[Image annotation data]
***

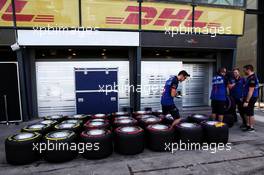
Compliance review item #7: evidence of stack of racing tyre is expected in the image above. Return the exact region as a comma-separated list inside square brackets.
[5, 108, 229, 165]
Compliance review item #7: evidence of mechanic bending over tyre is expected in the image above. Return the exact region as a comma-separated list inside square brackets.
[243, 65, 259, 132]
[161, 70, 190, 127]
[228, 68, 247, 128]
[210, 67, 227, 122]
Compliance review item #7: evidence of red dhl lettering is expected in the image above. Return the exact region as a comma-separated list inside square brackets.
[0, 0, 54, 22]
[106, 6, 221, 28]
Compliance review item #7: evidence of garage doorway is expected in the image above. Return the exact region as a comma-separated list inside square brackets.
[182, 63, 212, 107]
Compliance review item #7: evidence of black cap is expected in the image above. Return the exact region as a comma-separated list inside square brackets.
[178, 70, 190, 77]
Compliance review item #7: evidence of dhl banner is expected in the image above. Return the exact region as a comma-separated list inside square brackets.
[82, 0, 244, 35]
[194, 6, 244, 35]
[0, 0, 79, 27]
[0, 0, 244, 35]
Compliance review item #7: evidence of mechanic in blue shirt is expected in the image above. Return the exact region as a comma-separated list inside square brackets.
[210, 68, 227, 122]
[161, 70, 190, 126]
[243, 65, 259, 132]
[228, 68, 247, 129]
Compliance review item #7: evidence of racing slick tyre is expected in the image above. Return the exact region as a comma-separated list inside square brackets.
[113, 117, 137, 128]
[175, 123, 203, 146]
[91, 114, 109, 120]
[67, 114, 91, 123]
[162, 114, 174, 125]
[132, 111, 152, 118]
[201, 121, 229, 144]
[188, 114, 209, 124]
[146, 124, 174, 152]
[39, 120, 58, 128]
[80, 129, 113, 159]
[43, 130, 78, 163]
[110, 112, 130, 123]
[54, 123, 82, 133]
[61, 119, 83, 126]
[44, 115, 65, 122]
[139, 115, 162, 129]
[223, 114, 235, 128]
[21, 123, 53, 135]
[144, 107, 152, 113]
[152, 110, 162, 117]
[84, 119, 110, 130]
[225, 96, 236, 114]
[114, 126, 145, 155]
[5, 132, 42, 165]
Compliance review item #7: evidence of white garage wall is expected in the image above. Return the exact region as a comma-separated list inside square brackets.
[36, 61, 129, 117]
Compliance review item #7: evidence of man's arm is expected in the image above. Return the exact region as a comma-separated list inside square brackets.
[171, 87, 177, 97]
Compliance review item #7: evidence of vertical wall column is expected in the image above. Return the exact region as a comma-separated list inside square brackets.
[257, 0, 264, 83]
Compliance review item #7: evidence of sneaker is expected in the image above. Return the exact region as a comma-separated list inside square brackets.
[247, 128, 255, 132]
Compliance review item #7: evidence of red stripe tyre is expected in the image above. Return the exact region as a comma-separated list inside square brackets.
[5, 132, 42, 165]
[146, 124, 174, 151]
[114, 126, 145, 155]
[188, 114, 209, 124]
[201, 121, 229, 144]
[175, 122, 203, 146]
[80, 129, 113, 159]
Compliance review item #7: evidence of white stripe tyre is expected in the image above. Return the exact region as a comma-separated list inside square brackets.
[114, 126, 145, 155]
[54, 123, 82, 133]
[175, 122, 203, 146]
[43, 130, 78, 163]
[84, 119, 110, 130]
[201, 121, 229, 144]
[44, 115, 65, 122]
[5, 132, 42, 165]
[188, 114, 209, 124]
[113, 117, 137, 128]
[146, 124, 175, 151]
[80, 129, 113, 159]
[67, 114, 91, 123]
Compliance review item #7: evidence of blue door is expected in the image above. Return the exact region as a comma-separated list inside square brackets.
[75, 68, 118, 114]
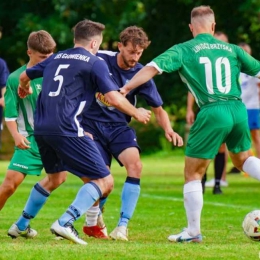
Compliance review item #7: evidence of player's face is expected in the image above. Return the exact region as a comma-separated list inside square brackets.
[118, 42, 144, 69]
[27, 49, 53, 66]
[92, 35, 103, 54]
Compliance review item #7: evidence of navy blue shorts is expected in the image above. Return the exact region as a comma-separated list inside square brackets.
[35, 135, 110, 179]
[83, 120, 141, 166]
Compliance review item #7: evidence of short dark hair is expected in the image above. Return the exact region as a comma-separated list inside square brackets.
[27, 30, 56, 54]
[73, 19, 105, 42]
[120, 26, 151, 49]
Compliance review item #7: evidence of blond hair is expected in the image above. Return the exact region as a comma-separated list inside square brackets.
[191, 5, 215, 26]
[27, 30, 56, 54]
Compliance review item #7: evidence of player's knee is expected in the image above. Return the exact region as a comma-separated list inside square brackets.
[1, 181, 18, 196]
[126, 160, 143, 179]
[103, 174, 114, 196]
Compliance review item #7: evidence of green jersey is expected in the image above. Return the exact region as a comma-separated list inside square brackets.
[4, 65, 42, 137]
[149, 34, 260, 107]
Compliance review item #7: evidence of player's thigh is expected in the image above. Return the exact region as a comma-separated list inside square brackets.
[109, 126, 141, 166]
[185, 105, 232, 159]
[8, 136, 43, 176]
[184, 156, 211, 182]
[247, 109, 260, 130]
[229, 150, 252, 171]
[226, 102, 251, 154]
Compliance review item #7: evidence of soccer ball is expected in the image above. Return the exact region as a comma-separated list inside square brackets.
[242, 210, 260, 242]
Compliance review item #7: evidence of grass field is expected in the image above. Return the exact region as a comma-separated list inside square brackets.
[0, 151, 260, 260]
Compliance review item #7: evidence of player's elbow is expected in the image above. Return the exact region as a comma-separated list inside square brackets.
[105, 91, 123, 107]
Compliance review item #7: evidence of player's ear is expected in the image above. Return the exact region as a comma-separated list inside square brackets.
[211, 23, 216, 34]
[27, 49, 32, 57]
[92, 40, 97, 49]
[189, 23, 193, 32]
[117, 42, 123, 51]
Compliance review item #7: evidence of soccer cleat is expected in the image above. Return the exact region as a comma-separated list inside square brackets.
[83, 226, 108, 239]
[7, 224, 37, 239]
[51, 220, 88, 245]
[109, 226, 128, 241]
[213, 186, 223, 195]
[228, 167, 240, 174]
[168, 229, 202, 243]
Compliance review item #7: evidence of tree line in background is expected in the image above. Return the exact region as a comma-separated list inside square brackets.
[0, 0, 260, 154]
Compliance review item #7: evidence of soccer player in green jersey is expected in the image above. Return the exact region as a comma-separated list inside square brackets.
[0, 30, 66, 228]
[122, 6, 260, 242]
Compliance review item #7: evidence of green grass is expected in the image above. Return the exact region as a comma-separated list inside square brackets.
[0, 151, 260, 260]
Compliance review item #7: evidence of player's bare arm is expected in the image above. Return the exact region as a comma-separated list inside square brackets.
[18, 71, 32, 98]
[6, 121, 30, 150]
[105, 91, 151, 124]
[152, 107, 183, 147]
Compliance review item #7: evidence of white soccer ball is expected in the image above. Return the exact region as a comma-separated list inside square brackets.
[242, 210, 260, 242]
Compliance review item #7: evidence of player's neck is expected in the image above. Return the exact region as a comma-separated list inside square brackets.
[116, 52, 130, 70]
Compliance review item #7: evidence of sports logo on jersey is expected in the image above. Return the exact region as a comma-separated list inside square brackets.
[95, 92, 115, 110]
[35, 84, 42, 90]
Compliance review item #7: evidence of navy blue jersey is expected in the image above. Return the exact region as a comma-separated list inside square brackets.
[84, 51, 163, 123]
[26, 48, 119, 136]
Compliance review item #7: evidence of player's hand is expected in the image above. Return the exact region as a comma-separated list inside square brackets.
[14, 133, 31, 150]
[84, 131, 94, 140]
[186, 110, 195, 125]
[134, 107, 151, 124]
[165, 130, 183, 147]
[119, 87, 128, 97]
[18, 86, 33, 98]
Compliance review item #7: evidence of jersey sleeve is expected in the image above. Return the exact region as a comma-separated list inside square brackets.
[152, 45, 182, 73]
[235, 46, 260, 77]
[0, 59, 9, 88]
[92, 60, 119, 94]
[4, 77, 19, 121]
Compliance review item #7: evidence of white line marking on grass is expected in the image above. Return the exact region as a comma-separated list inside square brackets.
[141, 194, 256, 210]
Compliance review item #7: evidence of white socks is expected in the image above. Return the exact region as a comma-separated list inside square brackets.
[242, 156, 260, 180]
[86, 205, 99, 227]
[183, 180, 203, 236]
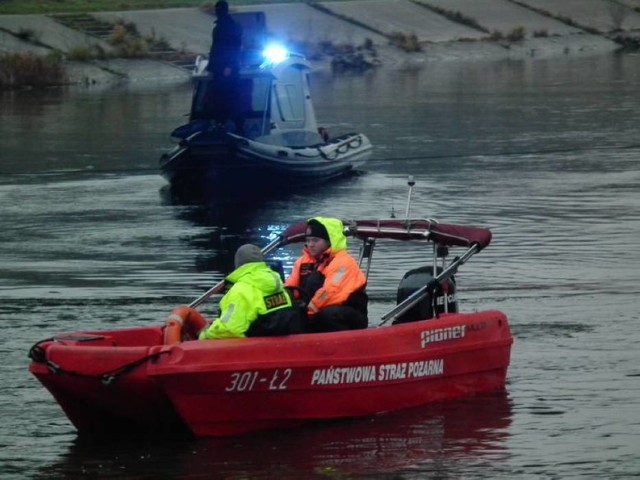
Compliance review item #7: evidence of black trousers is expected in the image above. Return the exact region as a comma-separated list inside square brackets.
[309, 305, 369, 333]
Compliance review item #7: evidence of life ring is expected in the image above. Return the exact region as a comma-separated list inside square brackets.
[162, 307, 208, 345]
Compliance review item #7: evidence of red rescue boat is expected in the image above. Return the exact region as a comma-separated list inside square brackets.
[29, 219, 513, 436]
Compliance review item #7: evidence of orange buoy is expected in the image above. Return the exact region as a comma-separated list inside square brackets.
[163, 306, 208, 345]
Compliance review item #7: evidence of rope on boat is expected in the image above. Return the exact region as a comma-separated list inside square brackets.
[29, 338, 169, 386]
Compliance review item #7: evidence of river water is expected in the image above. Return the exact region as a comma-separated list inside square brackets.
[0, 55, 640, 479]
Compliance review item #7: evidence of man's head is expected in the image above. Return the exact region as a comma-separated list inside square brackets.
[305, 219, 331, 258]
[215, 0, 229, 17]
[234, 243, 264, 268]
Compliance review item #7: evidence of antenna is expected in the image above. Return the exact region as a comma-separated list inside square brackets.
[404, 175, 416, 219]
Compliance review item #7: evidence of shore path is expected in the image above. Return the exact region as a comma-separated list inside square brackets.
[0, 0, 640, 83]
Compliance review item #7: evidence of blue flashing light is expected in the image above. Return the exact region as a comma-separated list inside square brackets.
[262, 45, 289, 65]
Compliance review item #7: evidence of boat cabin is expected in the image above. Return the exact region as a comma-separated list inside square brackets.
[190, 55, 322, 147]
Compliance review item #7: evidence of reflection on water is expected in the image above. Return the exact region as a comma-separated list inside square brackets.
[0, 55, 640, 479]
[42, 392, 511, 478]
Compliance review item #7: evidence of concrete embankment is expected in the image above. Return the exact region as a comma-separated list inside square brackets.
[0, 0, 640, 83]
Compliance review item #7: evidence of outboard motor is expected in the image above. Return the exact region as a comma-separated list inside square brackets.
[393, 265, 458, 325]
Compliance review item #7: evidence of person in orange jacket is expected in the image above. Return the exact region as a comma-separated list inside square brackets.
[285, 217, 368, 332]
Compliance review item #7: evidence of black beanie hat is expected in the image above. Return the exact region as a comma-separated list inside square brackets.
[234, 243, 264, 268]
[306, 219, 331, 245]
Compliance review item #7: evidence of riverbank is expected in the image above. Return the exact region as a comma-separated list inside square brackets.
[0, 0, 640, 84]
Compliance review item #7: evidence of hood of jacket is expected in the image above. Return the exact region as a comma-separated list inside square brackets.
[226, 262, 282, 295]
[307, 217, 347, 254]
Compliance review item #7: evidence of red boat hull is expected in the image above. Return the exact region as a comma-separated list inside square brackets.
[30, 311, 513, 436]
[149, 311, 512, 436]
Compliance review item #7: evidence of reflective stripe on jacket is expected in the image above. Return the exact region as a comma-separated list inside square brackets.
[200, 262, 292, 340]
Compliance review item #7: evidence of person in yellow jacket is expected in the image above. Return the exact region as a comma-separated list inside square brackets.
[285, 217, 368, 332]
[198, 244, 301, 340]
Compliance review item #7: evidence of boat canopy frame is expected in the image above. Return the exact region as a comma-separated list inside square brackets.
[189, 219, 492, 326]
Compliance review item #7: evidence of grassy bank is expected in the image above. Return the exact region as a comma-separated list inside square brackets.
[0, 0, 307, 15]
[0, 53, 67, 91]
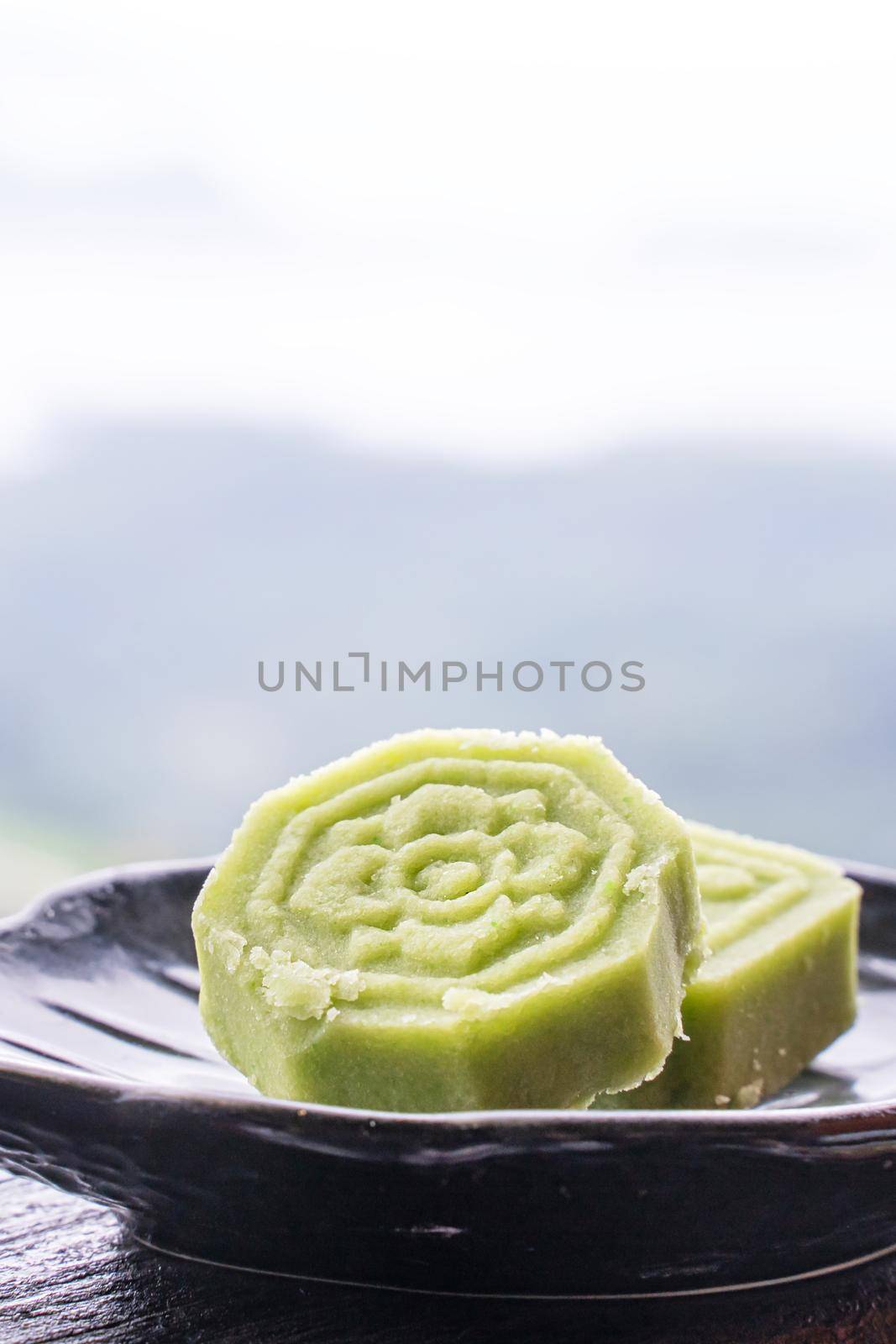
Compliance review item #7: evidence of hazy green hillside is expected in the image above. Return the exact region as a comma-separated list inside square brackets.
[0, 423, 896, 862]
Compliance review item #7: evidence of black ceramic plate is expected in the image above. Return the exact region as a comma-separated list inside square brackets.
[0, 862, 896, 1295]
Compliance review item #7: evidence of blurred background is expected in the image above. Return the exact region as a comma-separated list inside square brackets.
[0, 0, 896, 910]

***

■ **Given instruction**
Repeat the lines of the material starting with the line containing "Compliance review item #7: evidence of mechanic in" and going on through the line containing "[228, 68, 247, 129]", replacing "blue shirt" with "navy shirt" and leaving everything else unchanged.

■ **Task answer**
Compliance review item #7: evidence of mechanic in navy shirt is expected in the image above. Return the exact region as a comma-separated list inside square brackets.
[210, 68, 227, 122]
[161, 70, 190, 126]
[243, 65, 259, 132]
[228, 68, 247, 129]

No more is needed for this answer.